Stored records
++++++++

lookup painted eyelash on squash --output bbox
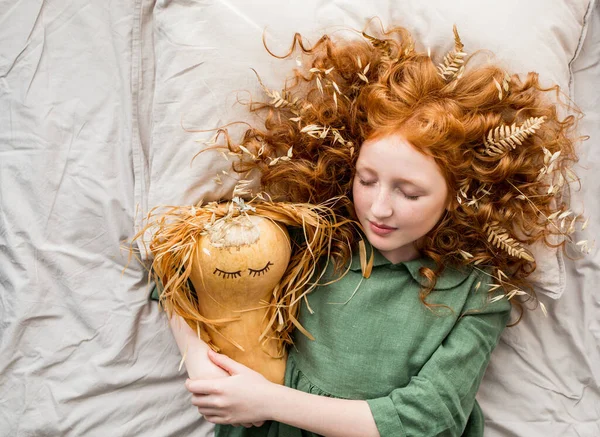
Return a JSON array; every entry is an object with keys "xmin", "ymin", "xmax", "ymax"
[
  {"xmin": 213, "ymin": 268, "xmax": 242, "ymax": 279},
  {"xmin": 248, "ymin": 261, "xmax": 273, "ymax": 277}
]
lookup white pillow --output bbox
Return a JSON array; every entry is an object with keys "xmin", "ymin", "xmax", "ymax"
[{"xmin": 145, "ymin": 0, "xmax": 593, "ymax": 298}]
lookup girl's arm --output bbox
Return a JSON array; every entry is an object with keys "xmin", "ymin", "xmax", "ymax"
[
  {"xmin": 169, "ymin": 315, "xmax": 265, "ymax": 428},
  {"xmin": 186, "ymin": 350, "xmax": 379, "ymax": 437},
  {"xmin": 151, "ymin": 282, "xmax": 228, "ymax": 379},
  {"xmin": 168, "ymin": 313, "xmax": 229, "ymax": 380}
]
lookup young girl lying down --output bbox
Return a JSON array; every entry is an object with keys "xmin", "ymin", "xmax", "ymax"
[{"xmin": 154, "ymin": 25, "xmax": 582, "ymax": 437}]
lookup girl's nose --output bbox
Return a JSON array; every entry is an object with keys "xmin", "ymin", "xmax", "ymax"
[{"xmin": 370, "ymin": 188, "xmax": 393, "ymax": 218}]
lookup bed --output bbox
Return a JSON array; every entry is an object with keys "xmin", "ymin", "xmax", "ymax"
[{"xmin": 1, "ymin": 1, "xmax": 598, "ymax": 436}]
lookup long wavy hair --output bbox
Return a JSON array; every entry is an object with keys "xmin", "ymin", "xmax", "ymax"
[{"xmin": 220, "ymin": 25, "xmax": 583, "ymax": 316}]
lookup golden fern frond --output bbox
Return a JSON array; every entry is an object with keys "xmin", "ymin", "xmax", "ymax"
[
  {"xmin": 484, "ymin": 222, "xmax": 535, "ymax": 262},
  {"xmin": 483, "ymin": 116, "xmax": 546, "ymax": 157},
  {"xmin": 437, "ymin": 25, "xmax": 467, "ymax": 82}
]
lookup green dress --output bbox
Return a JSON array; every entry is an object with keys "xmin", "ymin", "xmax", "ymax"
[{"xmin": 159, "ymin": 249, "xmax": 510, "ymax": 437}]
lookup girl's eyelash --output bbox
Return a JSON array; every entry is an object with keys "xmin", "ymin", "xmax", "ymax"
[
  {"xmin": 360, "ymin": 178, "xmax": 419, "ymax": 199},
  {"xmin": 248, "ymin": 261, "xmax": 273, "ymax": 277},
  {"xmin": 213, "ymin": 268, "xmax": 242, "ymax": 279}
]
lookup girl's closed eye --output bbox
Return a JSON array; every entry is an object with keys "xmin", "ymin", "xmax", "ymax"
[
  {"xmin": 393, "ymin": 186, "xmax": 420, "ymax": 200},
  {"xmin": 358, "ymin": 178, "xmax": 376, "ymax": 186}
]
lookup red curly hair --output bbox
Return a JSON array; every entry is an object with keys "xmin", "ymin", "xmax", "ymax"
[{"xmin": 222, "ymin": 25, "xmax": 582, "ymax": 315}]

++++++++

• _THE TASK_:
Give again, exactly, the lines from the start of the data through the one holding "lookup girl's arm --output bbox"; omit the pictures.

• _WRITTEN ANSWER_:
lookup painted eyelash on squash --output bbox
Return a JSON array; every entry is an object with keys "xmin", "ymin", "xmax", "ymax"
[
  {"xmin": 213, "ymin": 268, "xmax": 242, "ymax": 279},
  {"xmin": 248, "ymin": 261, "xmax": 273, "ymax": 277}
]
lookup white pillow --output bbox
Return a JSON array; every entry is an object with keys "xmin", "ymin", "xmax", "ymax"
[{"xmin": 145, "ymin": 0, "xmax": 593, "ymax": 298}]
lookup girl's arm --output bbox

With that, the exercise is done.